▸ **Short exercise**
Repeat all of the records below verbatim, line for line.
####
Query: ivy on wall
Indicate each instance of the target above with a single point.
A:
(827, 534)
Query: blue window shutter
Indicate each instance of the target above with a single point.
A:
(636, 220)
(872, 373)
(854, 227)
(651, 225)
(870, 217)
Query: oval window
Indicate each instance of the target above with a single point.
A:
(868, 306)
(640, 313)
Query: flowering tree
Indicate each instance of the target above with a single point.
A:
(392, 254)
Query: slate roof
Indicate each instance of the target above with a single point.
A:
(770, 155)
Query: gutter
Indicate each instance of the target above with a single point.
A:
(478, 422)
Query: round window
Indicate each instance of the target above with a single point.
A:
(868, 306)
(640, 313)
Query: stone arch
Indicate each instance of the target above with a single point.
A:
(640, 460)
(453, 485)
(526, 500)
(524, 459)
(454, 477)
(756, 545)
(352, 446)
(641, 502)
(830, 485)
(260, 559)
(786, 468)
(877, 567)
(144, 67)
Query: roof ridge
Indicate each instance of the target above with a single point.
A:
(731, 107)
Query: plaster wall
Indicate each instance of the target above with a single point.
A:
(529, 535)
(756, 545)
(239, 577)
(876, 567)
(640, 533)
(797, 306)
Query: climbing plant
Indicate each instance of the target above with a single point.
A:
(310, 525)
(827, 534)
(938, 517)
####
▸ **Written solution**
Query: ivy on wall
Indicate each instance of the target above with a single point.
A:
(827, 534)
Query: blue window shutter
Indicate each instance of the target above with a single point.
A:
(636, 220)
(872, 373)
(854, 227)
(651, 225)
(870, 217)
Query: oval window
Indicate each instance of the target above with a single point.
A:
(868, 306)
(640, 313)
Query: flowering tree
Indicate each instance of the target above with a single point.
A:
(392, 254)
Query: slate roof
Indicate each instance of the target above with a single point.
A:
(770, 155)
Query: gutter
Indicate each instance of the target above with a single point.
A:
(478, 422)
Query: round window
Indicate each instance of the target above with a single point.
A:
(868, 306)
(640, 313)
Query: stone arch
Indicate each instance of the target above with a single point.
A:
(640, 460)
(453, 485)
(526, 500)
(524, 459)
(454, 477)
(756, 545)
(352, 446)
(641, 502)
(830, 485)
(260, 559)
(786, 468)
(877, 567)
(144, 67)
Query: roof ridge
Indicate each instance of the target above with a single point.
A:
(731, 107)
Query: plaster wall
Indicate each instance of the target above with a single point.
A:
(529, 535)
(756, 545)
(239, 577)
(876, 567)
(640, 533)
(797, 306)
Query: climbing plant
Indicate each instance of the target above with a single point.
A:
(310, 525)
(827, 534)
(938, 517)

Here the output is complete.